EXERCISE REQUIREMENTS ▸ Reproduce the records below word for word, starting with the line that contains "Confirm or deny: the scooter" and going on through the last line of the records.

Stored entries ▸
--------------------------------------------------

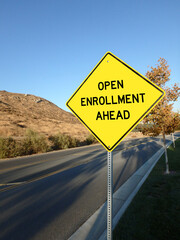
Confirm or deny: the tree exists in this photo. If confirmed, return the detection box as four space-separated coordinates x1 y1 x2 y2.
142 58 180 174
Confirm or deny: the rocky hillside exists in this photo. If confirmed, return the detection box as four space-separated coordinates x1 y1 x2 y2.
0 91 89 140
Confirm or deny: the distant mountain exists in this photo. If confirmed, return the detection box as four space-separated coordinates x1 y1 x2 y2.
0 91 89 140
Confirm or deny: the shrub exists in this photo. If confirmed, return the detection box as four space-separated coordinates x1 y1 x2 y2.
49 133 79 150
0 137 20 158
21 129 48 155
85 135 98 145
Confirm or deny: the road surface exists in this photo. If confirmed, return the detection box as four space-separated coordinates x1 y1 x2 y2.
0 135 174 240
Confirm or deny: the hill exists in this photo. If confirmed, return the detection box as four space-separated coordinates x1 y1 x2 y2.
0 91 89 140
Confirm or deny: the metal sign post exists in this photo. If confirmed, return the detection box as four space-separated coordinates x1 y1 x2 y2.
107 152 113 240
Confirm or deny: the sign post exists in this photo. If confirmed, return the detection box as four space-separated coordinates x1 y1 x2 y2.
107 152 113 240
66 52 165 240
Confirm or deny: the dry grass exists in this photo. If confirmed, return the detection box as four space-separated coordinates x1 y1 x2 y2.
0 91 89 141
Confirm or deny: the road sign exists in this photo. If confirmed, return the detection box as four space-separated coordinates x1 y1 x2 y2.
66 52 165 152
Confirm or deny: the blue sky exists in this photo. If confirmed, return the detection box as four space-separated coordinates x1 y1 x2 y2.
0 0 180 110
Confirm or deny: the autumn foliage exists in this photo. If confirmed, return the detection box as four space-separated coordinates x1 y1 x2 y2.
142 58 180 137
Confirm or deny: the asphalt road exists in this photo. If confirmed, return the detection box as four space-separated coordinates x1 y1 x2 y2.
0 135 174 240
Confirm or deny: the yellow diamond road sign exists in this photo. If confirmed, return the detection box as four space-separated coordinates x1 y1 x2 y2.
66 52 165 151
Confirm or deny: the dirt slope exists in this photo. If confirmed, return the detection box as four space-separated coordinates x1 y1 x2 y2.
0 91 89 140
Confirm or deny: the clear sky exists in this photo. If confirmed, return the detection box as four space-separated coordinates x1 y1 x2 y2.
0 0 180 110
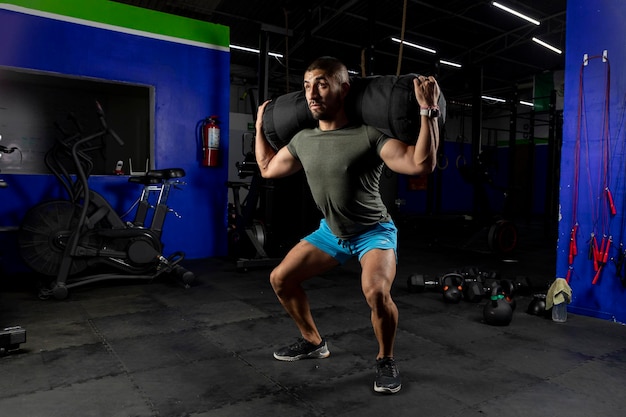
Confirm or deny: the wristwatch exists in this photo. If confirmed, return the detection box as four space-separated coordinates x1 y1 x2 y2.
420 107 440 119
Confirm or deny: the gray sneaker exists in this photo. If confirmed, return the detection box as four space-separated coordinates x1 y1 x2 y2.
274 338 330 362
374 357 402 394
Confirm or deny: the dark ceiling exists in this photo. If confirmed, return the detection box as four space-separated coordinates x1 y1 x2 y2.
115 0 567 101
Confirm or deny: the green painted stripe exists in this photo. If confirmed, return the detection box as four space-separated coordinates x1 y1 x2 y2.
0 0 230 50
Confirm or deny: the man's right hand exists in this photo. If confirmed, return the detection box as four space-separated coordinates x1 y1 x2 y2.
255 100 272 136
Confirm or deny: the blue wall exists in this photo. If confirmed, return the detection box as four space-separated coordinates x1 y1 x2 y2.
0 2 230 271
557 0 626 323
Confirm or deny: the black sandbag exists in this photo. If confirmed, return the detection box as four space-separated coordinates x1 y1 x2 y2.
263 74 446 149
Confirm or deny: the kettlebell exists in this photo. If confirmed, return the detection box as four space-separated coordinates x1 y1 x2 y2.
441 273 463 304
526 294 546 316
483 285 513 326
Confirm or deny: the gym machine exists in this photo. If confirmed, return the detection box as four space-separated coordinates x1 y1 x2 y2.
18 103 195 299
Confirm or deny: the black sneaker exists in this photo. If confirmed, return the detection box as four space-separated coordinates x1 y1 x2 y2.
274 338 330 362
374 357 402 394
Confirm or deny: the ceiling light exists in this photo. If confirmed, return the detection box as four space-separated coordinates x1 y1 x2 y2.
391 38 437 54
228 45 283 58
533 38 563 54
439 59 462 68
480 96 506 103
491 1 540 26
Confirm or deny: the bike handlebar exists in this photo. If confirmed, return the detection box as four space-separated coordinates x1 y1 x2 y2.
96 101 124 146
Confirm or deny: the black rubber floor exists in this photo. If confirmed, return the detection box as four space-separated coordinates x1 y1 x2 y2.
0 219 626 417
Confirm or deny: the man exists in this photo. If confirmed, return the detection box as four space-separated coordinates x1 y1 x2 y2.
255 57 440 393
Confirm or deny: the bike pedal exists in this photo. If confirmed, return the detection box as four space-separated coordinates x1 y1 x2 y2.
0 326 26 354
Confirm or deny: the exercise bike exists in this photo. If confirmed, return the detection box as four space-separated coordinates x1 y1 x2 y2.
18 103 195 300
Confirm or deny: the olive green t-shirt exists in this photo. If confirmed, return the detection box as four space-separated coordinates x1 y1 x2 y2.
287 125 391 239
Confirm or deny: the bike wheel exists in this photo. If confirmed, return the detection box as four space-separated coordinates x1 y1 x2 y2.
17 200 87 276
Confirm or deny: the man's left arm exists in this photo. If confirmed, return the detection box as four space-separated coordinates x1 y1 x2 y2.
380 76 440 175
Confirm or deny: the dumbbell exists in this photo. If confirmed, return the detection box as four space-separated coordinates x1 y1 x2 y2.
407 273 463 303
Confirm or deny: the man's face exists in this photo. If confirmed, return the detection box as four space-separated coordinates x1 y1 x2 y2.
304 70 343 120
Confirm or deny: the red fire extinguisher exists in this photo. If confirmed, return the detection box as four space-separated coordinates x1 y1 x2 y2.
200 116 220 167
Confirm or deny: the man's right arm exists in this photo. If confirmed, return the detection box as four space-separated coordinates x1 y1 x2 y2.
254 100 302 178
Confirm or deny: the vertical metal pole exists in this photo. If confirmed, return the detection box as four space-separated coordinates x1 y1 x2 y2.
472 67 485 214
504 91 522 215
544 90 563 237
259 30 269 104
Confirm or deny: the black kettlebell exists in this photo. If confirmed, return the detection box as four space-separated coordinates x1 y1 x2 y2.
526 294 546 316
483 285 513 326
441 273 463 304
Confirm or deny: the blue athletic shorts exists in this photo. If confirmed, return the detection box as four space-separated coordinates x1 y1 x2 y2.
303 219 398 264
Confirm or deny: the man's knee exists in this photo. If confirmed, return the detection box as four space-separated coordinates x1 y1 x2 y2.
363 285 393 310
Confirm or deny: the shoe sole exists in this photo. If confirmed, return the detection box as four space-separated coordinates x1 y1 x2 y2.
274 347 330 362
374 382 402 394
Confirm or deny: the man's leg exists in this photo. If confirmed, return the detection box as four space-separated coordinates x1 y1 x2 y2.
361 249 398 359
270 241 338 360
361 249 402 394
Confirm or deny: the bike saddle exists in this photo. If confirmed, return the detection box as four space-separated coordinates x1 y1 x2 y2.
128 168 185 185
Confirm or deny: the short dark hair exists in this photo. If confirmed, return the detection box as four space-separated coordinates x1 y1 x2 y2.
305 56 350 84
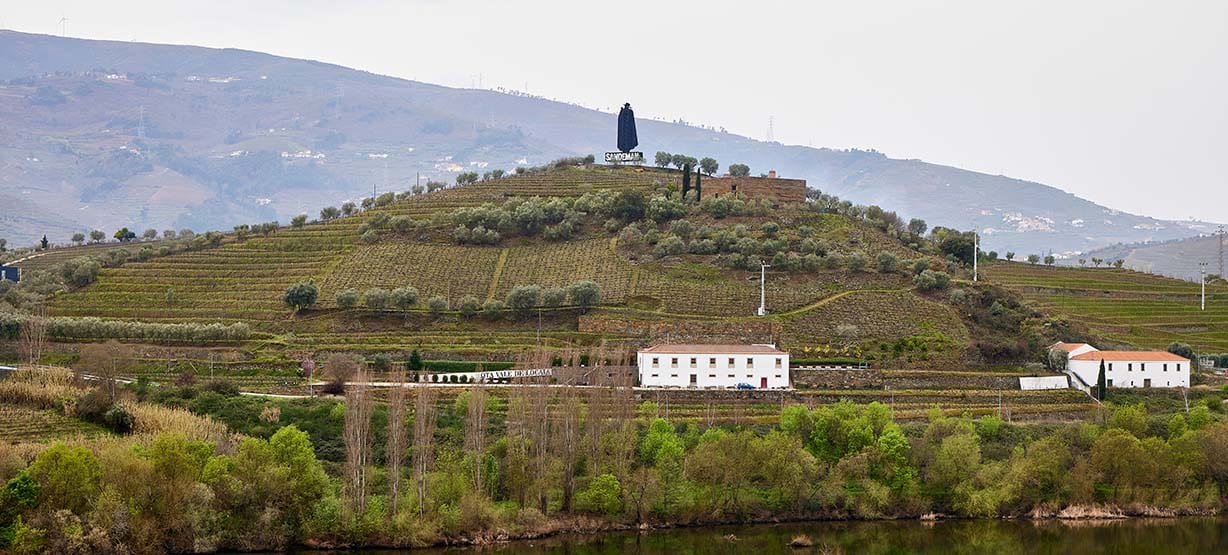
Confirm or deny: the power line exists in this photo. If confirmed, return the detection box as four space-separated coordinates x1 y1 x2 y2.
1216 226 1226 279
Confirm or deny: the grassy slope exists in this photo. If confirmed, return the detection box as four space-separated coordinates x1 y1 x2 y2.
40 168 968 360
984 263 1228 352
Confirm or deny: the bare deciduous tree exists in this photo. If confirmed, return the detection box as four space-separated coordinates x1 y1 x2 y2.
464 384 486 491
76 339 133 402
20 305 47 366
554 375 581 512
343 367 373 513
413 387 435 513
386 371 409 518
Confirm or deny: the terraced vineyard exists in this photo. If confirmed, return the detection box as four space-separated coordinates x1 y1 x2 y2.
52 239 336 323
319 242 500 307
6 241 173 271
492 238 632 303
984 263 1228 352
798 389 1097 420
781 290 969 347
0 405 107 443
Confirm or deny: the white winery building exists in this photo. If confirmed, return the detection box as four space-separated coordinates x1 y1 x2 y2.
636 344 790 389
1052 343 1190 388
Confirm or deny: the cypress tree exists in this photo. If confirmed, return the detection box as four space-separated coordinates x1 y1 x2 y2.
683 163 690 199
1095 359 1109 400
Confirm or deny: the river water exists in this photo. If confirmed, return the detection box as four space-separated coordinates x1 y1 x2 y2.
334 517 1228 555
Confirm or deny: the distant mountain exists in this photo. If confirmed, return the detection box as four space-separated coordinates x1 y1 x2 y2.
0 31 1213 254
1079 235 1228 282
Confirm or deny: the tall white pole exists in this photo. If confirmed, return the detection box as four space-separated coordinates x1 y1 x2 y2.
759 263 771 316
973 227 981 282
1199 262 1207 311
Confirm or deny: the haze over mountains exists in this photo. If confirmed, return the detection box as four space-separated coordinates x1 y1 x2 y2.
0 31 1214 254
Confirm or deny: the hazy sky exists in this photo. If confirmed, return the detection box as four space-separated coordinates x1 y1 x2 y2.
7 0 1228 221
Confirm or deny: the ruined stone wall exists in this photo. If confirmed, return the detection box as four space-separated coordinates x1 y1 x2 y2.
700 176 806 204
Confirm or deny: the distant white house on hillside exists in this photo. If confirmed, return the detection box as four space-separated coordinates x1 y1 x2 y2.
1050 343 1190 388
636 345 790 389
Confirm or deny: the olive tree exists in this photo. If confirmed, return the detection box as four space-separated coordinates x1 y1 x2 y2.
567 280 602 311
507 285 542 318
362 287 389 311
392 287 418 311
336 289 360 308
281 280 319 312
653 151 673 168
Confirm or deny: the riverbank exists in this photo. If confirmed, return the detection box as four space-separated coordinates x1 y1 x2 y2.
300 505 1228 553
303 517 1228 555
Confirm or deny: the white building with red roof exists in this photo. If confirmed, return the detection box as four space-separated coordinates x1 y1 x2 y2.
1050 343 1190 388
636 344 790 389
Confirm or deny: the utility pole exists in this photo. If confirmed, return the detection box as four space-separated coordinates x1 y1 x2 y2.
1216 226 1228 280
973 225 981 282
1199 262 1207 311
758 263 771 316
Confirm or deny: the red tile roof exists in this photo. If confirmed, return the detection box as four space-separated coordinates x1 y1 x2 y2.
640 344 787 355
1071 351 1190 362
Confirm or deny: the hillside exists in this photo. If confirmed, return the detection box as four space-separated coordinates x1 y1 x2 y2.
0 166 1038 367
1085 235 1228 282
982 263 1228 354
0 31 1211 253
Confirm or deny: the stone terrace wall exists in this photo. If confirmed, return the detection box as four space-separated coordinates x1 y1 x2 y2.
700 176 806 204
578 314 780 347
791 368 1032 389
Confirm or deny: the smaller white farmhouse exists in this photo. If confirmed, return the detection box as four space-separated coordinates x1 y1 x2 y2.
636 345 790 389
1051 343 1190 388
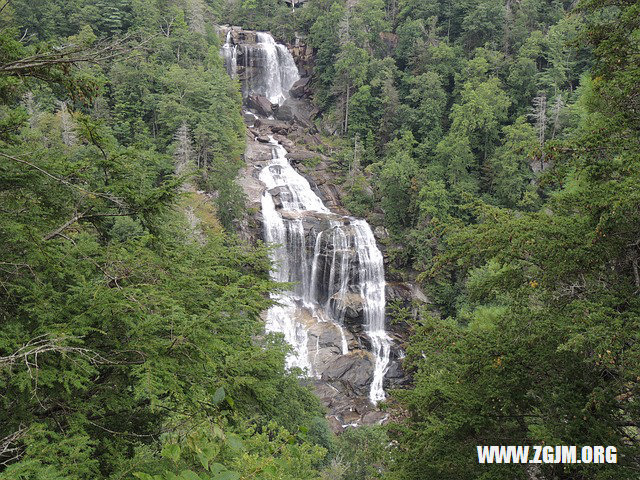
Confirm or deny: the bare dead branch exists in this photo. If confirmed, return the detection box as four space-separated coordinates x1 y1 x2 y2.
0 152 125 208
0 425 29 465
0 334 113 372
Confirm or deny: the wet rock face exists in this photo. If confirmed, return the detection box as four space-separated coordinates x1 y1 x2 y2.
246 95 273 117
228 27 422 432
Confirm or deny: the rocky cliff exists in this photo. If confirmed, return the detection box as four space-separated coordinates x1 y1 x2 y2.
222 27 426 431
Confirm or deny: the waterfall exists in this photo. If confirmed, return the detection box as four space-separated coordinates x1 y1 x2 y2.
259 137 391 403
221 30 238 78
220 30 300 105
228 33 391 404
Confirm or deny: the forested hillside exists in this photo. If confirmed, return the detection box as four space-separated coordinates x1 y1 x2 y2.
0 0 640 480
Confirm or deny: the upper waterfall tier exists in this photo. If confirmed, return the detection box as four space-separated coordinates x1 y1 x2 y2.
221 29 391 404
221 30 300 104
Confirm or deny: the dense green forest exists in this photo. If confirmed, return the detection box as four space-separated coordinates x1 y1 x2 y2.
0 0 640 480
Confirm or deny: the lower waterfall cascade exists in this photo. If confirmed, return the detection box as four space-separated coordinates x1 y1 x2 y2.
221 30 392 405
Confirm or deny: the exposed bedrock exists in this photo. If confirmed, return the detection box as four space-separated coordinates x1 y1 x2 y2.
221 27 420 431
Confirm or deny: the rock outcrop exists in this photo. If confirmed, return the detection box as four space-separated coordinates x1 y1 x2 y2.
223 27 426 432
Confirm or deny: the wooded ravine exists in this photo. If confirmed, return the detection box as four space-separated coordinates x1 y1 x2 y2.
0 0 640 480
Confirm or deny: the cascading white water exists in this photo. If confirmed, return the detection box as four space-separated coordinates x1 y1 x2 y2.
252 32 300 104
259 137 391 403
228 33 391 404
353 220 391 403
221 30 238 78
220 30 300 105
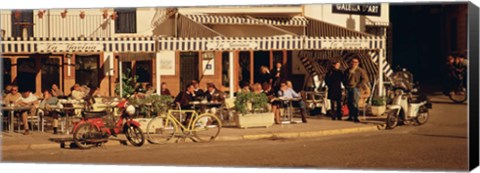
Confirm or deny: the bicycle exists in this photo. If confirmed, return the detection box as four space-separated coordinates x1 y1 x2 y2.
147 104 222 144
448 77 468 103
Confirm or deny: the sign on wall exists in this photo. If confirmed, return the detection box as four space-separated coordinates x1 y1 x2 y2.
157 51 175 75
332 4 381 16
37 43 103 52
207 41 258 50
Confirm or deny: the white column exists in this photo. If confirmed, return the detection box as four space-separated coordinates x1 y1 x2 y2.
155 52 162 95
118 58 123 98
378 49 385 96
228 51 235 98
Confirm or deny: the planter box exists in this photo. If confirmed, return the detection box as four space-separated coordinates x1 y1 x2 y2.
237 112 274 128
370 106 387 116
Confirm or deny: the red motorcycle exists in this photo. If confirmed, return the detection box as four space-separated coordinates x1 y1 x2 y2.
73 101 145 149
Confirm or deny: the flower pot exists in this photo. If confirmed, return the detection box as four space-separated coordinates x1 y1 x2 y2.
237 112 274 128
370 105 387 116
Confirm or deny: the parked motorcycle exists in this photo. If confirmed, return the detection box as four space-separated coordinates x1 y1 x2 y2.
73 101 145 149
386 69 432 129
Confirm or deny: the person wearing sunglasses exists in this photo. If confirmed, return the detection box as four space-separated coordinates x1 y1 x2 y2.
343 57 368 122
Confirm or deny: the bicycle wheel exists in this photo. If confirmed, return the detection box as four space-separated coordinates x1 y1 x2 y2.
73 123 100 149
125 125 145 147
191 113 222 142
147 116 178 144
448 85 467 103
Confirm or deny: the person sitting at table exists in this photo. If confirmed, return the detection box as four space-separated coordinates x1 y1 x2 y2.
38 90 59 134
205 83 225 102
71 84 85 100
160 82 173 97
145 84 156 96
50 84 63 97
191 79 205 100
278 82 307 123
253 83 263 94
238 81 250 92
3 86 22 105
174 84 195 125
16 90 38 135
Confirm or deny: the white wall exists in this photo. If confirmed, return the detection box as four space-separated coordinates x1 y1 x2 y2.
305 3 389 31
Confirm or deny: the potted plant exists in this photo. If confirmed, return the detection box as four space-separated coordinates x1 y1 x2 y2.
370 97 387 116
234 92 274 128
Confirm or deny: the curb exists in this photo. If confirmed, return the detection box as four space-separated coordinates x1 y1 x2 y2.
1 126 378 151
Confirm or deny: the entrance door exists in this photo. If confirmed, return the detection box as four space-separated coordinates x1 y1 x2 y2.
180 52 199 91
40 57 61 91
16 58 37 93
253 51 270 83
75 55 100 88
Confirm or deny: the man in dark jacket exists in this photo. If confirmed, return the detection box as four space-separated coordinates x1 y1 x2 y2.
343 57 368 122
270 62 285 92
325 60 343 120
174 84 195 125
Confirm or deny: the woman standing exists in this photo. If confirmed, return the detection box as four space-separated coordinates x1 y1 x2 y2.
325 60 343 120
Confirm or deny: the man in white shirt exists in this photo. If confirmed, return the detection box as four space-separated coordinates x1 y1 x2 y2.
16 91 38 135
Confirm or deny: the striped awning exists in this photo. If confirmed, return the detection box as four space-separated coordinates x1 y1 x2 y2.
157 36 303 51
186 14 308 27
304 37 385 50
0 37 155 53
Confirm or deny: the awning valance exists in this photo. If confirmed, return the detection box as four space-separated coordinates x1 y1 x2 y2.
157 36 303 51
0 37 155 53
186 14 308 27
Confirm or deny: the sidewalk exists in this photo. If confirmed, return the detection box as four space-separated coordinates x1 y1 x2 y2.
0 116 381 151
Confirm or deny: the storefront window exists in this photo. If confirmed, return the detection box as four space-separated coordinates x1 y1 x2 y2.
12 10 33 37
222 52 230 87
2 58 12 88
135 61 152 83
40 58 60 91
238 52 251 82
16 58 37 92
115 9 137 33
75 55 99 87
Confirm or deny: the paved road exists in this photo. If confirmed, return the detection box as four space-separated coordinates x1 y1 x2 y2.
3 96 468 170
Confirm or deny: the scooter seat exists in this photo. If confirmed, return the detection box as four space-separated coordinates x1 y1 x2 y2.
82 111 107 118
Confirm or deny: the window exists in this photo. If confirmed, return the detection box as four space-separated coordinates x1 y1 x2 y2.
17 58 37 92
135 61 152 83
40 58 60 91
0 58 12 87
75 55 99 88
115 9 137 33
12 10 33 37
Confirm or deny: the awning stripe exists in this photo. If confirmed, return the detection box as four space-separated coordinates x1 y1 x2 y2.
185 14 308 27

--------------------------------------------------

SOLUTION BELOW ▸
Confirm or deny: the scooter seat exists in this photo. If confirmed, return the detection box as four space-separated coordinates x1 y1 x2 y2.
82 111 107 118
Confirm or deny: the window exists in this photo. If confirmed, return the detection box as four space-separated coordinates x1 y1 x2 y2.
17 58 37 92
135 61 152 83
40 58 60 91
0 58 12 87
75 55 99 88
115 9 137 33
12 10 33 37
Confirm or deny: the awning stripe exists in this photo. If confirmed, return the detection box as four space-separated coordinates x1 y1 x2 y2.
185 14 308 27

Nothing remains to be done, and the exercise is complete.